**PROBLEM DESCRIPTION**
Where the listing below has a line with "# test: locate() drops one marker on the paddle", write out exactly that line and every line after it, stopping after the line with "# test: locate() drops one marker on the calm".
LISTED RECORDS section start
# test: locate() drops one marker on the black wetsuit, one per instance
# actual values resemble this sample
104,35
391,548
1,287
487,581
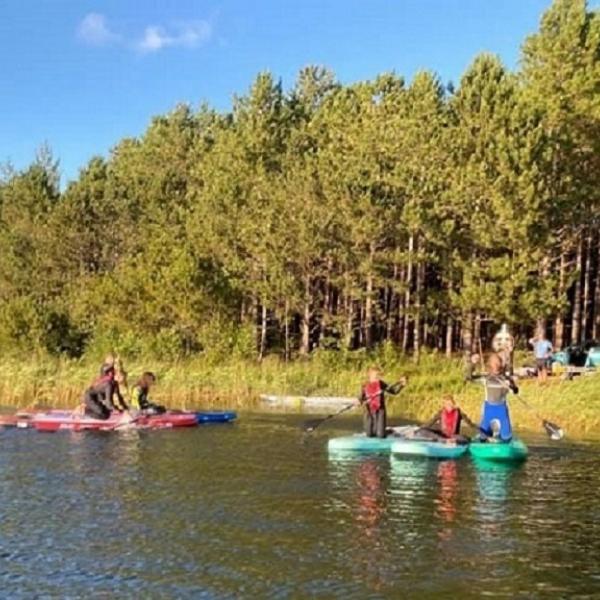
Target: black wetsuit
139,401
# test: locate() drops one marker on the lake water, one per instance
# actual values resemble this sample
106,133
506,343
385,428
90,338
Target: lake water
255,510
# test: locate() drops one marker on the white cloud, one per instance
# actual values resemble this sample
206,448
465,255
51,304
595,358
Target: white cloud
94,30
190,34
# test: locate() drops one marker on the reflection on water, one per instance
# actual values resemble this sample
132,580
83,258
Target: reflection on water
253,511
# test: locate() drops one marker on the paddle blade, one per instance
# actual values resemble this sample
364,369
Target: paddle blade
553,430
309,426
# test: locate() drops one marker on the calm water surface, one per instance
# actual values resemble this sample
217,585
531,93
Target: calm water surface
254,510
LISTED RECORDS section end
**RESPONSE**
# test: locate() drops one marker on the paddle blade, one per instance
# actual values resemble this sample
364,369
Target: paddle blade
553,430
309,426
# test: locate() drops one marker on the calm water surface, one per instance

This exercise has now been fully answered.